[Stored dataset entries]
⟨

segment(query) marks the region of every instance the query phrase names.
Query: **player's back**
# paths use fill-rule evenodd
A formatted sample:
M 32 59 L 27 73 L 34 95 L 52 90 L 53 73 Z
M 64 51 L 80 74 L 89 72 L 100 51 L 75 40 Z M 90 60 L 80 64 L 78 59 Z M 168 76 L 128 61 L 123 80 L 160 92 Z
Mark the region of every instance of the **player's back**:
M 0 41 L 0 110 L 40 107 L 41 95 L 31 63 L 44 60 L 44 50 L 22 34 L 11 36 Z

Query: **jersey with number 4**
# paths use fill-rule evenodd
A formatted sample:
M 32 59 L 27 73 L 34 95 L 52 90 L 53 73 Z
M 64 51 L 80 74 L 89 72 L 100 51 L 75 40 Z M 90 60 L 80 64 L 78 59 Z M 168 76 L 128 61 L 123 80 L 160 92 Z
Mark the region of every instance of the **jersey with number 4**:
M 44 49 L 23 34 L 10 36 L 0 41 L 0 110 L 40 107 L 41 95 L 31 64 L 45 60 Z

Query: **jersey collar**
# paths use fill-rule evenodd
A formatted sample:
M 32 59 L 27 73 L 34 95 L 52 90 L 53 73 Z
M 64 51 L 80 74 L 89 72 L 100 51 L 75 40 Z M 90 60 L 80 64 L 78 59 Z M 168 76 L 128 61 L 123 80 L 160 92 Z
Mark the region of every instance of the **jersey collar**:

⟩

→ Directions
Quote the listing above line for line, with no changes.

→ Solution to this task
segment(query) marks the region of every instance the query phrase names.
Query: **player's back**
# paths use fill-rule evenodd
A formatted sample:
M 32 59 L 27 73 L 34 95 L 52 90 L 53 73 Z
M 64 51 L 80 74 L 89 72 L 100 51 L 75 40 Z M 90 60 L 80 64 L 78 59 Z M 168 76 L 128 61 L 123 80 L 160 92 Z
Mark the region of every instance of the **player's back**:
M 0 41 L 0 110 L 40 107 L 41 95 L 31 63 L 44 60 L 44 50 L 22 34 L 11 36 Z

Query: **jersey with number 4**
# paths use fill-rule evenodd
A formatted sample:
M 32 59 L 27 73 L 34 95 L 52 90 L 53 73 Z
M 64 51 L 80 74 L 89 72 L 100 51 L 75 40 Z M 90 60 L 80 64 L 78 59 Z M 168 76 L 128 61 L 123 80 L 160 92 Z
Mark the region of every instance of the **jersey with number 4**:
M 44 49 L 23 34 L 10 36 L 0 41 L 0 110 L 40 107 L 41 95 L 31 64 L 45 60 Z

Query: **jersey collar**
# paths use fill-rule evenodd
A formatted sample:
M 32 59 L 27 73 L 34 95 L 52 90 L 53 73 Z
M 64 51 L 80 74 L 89 72 L 100 51 L 75 40 Z M 90 60 L 80 64 L 78 59 Z M 168 76 L 128 61 L 123 80 L 160 92 Z
Mark the region of every instance of the **jersey collar**:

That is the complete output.